TEXTO DE LECTURA
Con el verano respiramos un poco más tranquilos, creo que como casi todos. Selva y Mikel pudieron ir a “su” playa de San Juan, a “mi” playa de Aguilar, en Muros, y a “nuestro” San Esteban. Queríamos ver luz al final del túnel. Llegó septiembre y la vuelta al cole. ¡Por fin, sí! Mikel debutó como párvulo y Selva avanzó curso. Desde aquí, nuestro aplauso más que merecido a esas profes que han hecho más sencillo un curso que comenzó con plan de contingencia. A día de hoy no han perdido ningún día de clase; es más, Selva y Mikel han ido a clase más que ningún otro año porque, ya sin hablar de covid, no han enfermado. Y toco madera. La cara b de esa vuelta al cole es el lavado diario de uniformes y mochilas a 60 grados para su desinfección y, como esto es Asturias y no siempre seca la ropa, los apuros son constantes. El día a día sigue siendo, pues, complicado. De casa salimos por curro y poco más. La última vez que fuimos a tomar una sidra sentimos que aquello no era para nosotros, porque los críos son eso, críos, y yo necesitaba que fueran estatuas que no se movieran, que no tocaran, que no se relacionaran y respiraran lo justo.

LISTA DE TAREAS
1 > Enumere los lugares a los que Selva y Mikel pudieron ir durante el verano, según el fragmento sobre la vuelta al cole.
2 > Redacte la continuación del fragmento sobre la vuelta al cole a partir de su última oración.

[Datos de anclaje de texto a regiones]
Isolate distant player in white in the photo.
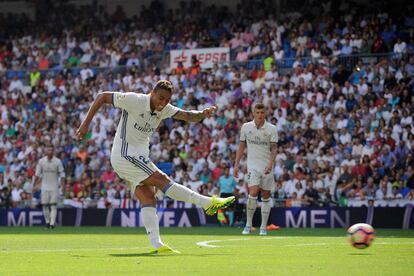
[234,103,277,235]
[77,80,234,253]
[35,146,65,228]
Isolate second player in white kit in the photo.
[35,146,65,228]
[234,103,278,235]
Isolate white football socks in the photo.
[141,206,164,248]
[50,204,57,226]
[260,198,272,229]
[246,195,257,227]
[163,182,211,208]
[43,204,50,224]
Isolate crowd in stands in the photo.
[0,1,414,208]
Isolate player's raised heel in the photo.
[204,196,236,216]
[242,226,252,235]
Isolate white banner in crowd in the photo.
[170,47,230,69]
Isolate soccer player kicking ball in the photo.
[76,80,235,253]
[234,103,277,236]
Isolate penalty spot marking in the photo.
[196,237,414,248]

RESULTADOS POR TAREA
1 >
- La playa de San Juan
- La playa de Aguilar, en Muros
- San Esteban

2 >
Las Navidades fueron de ensueño si no fuera porque estamos en pandemia: el día de Nochebuena cenamos huevos y arroz blanco, ¡bendito manjar! En Nochevieja más de lo mismo, pero hicimos cachopos (tengo la báscula guardada desde entonces)... Los Reyes nos visitaron. Selva pedía tres cosas, una de ellas sin titubeos: “Que se pase el coronavirus ya”. Los peques y también nosotros echamos en falta a la familia estos días tan señalados. Con el año nuevo quisimos creer que todo iba a ser distinto, que iba a salir el sol entre tanto arcoíris. Pero Vicen y yo volvimos a sentirnos protagonistas de “Atrapado en el tiempo” o el día de la marmota. Para animarnos hicimos nuestra la frase de Phil Connors (Bill Murray) en esa película: “Cualquier cosa diferente es buena, pero esta podría ser realmente buena”.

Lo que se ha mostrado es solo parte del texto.